— DOCUMENT —
Le locataire du palais présidentiel Koniecpolski va changer, mais la cohabitation au gouvernement devra se poursuivre. Le conservateur Karol Nawrocki a récolté 50,9 % des suffrages ce dimanche et s’apprête à succéder à Andrzej Duda à la présidence du pays. Le discours de cet historien de 42 ans, qui a gagné le soutien de Donald Trump, est construit autour de la souveraineté nationale et d’une défiance envers Bruxelles.
Le résultat de l’élection n’a pas tardé à faire réagir les marchés : l’indice WIG 20 de la Bourse de Varsovie a ouvert en baisse ce lundi. Alors que le pays est souvent salué pour son dynamisme économique, Mateusz Dadej, spécialiste de l’Europe centrale et orientale chez l’assureur-crédit Coface, livre à L’Express son analyse sur les implications de ce scrutin.
L’Express : Dans son programme électoral, Karol Nawrocki a multiplié les promesses d’allègements fiscaux et d’investissements… Quels effets pourraient-elles avoir sur l’économie du pays ?
Mateusz Dadej : Sur le volet fiscal, les deux candidats ont présenté des programmes assez similaires, en promettant de ne pas augmenter les impôts. Mais il ne faut pas trop attendre de cet engagement, sachant que le président ne peut pas opposer son veto sur les lois budgétaires.

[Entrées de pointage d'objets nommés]
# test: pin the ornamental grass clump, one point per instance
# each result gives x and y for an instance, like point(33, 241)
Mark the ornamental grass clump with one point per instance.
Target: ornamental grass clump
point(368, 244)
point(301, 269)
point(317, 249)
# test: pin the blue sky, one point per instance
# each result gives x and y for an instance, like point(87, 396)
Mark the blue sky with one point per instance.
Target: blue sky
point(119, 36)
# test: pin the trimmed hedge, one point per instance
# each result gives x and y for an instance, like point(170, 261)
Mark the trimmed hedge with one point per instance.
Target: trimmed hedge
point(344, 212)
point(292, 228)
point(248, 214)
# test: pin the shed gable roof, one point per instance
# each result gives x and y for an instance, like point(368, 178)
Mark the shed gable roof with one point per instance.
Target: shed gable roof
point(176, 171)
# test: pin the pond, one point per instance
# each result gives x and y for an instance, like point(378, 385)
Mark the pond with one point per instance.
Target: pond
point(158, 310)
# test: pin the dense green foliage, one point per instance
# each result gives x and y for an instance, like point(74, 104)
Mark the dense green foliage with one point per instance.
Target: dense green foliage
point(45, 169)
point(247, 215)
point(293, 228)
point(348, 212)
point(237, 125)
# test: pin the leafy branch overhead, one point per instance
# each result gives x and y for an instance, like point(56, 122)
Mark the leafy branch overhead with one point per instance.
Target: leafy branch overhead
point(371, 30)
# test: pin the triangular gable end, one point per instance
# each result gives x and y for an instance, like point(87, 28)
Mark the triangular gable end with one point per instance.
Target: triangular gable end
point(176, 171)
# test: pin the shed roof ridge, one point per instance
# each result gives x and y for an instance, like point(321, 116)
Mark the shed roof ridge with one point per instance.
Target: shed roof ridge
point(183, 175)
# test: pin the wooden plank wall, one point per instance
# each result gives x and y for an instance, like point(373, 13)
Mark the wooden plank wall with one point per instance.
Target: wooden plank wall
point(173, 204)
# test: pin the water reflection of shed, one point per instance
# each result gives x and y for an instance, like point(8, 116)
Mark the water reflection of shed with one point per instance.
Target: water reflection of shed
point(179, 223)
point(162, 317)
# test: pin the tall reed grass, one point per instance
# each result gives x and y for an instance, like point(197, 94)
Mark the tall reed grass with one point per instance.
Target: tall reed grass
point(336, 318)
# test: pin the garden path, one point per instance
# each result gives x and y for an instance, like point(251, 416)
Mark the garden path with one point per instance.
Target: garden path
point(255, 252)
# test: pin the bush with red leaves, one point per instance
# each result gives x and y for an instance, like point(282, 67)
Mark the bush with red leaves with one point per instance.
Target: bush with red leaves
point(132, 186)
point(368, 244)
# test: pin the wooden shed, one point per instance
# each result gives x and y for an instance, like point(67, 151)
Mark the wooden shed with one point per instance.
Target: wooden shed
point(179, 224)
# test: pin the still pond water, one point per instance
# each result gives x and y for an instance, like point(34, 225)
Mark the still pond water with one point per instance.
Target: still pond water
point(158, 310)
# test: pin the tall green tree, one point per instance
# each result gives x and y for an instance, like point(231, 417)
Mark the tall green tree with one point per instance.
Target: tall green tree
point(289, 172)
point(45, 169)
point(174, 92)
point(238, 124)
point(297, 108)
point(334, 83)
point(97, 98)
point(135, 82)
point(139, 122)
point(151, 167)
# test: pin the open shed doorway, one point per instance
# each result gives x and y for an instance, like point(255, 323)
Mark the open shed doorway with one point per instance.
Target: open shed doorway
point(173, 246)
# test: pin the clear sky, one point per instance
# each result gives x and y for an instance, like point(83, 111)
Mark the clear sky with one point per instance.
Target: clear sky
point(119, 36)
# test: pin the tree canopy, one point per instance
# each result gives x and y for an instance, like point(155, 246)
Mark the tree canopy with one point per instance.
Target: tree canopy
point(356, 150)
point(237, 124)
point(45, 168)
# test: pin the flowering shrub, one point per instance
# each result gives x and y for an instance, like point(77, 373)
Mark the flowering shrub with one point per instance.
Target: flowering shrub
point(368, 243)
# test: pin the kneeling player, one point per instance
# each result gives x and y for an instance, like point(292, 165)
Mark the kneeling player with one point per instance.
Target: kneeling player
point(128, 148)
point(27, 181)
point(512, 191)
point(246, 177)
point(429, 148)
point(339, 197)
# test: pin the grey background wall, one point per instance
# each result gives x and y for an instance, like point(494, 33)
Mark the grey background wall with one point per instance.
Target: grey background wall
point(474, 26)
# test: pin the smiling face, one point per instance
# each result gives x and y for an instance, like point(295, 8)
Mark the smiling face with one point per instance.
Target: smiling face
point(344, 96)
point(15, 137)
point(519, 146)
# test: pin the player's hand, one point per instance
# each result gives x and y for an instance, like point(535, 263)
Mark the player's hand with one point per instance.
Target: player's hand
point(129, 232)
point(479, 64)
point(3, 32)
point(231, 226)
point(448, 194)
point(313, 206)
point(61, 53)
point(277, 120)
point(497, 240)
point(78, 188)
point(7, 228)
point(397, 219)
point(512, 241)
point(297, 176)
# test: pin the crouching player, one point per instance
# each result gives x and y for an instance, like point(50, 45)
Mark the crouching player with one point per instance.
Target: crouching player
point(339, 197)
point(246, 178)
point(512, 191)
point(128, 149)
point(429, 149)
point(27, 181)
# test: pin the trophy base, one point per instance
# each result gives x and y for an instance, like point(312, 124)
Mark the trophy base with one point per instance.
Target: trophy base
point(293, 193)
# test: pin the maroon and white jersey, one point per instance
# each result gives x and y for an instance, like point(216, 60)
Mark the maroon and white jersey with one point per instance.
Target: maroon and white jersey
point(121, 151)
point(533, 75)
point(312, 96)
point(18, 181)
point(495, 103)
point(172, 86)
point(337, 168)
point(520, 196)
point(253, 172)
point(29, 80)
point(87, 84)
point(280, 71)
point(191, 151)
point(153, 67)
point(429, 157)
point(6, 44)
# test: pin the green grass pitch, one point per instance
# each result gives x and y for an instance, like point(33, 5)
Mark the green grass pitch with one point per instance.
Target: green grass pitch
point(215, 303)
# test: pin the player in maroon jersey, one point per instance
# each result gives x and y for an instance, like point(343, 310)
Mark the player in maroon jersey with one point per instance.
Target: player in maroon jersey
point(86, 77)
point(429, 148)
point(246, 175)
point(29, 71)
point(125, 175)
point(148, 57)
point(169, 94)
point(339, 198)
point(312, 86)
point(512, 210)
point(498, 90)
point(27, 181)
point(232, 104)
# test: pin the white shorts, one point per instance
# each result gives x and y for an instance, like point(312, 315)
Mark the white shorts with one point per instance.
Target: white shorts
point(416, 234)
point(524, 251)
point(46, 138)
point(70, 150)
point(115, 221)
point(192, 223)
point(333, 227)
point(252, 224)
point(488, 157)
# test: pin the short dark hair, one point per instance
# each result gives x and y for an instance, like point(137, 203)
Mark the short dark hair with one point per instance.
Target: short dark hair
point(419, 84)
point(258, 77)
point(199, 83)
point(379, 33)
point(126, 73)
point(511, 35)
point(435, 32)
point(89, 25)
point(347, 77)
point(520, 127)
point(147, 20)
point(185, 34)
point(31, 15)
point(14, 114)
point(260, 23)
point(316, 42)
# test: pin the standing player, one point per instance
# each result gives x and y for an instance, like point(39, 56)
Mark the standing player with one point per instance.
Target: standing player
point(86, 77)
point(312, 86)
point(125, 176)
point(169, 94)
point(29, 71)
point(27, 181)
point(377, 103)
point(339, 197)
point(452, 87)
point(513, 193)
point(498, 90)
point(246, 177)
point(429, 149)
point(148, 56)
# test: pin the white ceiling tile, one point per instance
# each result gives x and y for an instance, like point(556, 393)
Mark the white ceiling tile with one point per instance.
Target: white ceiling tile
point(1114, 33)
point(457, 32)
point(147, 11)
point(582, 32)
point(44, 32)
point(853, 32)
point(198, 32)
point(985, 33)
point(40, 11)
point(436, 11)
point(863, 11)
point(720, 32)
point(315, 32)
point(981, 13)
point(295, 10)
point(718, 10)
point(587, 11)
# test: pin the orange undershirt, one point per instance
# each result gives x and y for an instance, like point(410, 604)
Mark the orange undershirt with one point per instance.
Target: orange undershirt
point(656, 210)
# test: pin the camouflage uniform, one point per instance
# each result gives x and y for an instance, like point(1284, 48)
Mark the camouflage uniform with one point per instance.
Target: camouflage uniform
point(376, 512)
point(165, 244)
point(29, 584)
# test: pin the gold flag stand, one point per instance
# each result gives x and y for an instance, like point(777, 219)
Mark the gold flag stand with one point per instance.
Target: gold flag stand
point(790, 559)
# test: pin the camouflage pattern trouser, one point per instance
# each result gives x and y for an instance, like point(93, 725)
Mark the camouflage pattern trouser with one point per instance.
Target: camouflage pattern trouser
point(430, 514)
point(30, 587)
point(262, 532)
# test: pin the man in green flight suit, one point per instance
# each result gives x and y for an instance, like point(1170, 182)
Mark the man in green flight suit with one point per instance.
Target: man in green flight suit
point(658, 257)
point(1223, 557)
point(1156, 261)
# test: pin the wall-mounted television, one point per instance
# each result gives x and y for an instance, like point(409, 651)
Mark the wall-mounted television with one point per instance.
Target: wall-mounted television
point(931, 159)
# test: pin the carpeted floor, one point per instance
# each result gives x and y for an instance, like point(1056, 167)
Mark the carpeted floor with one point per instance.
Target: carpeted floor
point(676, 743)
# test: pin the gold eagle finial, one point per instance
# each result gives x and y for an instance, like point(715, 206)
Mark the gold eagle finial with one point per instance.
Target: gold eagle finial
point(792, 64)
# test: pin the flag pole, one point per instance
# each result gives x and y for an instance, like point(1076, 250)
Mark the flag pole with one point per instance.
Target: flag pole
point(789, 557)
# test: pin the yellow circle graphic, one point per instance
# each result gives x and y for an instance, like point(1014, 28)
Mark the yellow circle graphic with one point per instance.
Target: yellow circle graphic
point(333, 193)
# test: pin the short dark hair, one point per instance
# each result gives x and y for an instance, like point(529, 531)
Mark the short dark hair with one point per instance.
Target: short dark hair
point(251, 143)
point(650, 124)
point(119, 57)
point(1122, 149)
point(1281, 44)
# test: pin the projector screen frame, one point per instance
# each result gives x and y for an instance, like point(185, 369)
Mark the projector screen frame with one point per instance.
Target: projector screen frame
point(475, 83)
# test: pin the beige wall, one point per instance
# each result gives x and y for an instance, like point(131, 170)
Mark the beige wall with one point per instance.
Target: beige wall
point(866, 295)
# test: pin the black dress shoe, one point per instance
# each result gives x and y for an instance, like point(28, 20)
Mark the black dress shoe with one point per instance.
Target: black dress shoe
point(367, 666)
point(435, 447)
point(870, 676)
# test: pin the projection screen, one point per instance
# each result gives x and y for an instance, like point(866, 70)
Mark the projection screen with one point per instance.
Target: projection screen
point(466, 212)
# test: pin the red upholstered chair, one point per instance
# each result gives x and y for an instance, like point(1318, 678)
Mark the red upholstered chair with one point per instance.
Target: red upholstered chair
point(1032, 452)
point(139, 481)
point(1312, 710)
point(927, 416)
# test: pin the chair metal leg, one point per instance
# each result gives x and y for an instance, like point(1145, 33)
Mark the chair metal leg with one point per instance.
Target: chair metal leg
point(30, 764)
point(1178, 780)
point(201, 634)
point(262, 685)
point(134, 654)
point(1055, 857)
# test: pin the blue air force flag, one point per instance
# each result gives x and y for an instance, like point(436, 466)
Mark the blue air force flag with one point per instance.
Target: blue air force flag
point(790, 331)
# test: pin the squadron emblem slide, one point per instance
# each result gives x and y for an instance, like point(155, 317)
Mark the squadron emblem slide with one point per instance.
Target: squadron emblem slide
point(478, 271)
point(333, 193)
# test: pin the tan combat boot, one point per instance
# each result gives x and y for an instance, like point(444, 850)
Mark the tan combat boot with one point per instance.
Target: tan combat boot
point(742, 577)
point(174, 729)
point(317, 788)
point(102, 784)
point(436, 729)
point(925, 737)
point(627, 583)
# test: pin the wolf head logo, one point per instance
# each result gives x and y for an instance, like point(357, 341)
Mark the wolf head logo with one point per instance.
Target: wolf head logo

— CONSIGNES —
[1] Quelle part des suffrages Karol Nawrocki a-t-il obtenue d'après l'article sur l'élection présidentielle polonaise ?
[2] Citez à l'identique le passage de l'article sur l'élection présidentielle polonaise allant de « L’Express : Dans » à « les lois budgétaires. ».
Les entrées ne sont d'aucune utilité pour ce qui suit.

— RÉPONSES CI-DESSOUS —
[1] Il a obtenu 50,9 % des suffrages.

[2]
L’Express : Dans son programme électoral, Karol Nawrocki a multiplié les promesses d’allègements fiscaux et d’investissements… Quels effets pourraient-elles avoir sur l’économie du pays ?
Mateusz Dadej : Sur le volet fiscal, les deux candidats ont présenté des programmes assez similaires, en promettant de ne pas augmenter les impôts. Mais il ne faut pas trop attendre de cet engagement, sachant que le président ne peut pas opposer son veto sur les lois budgétaires.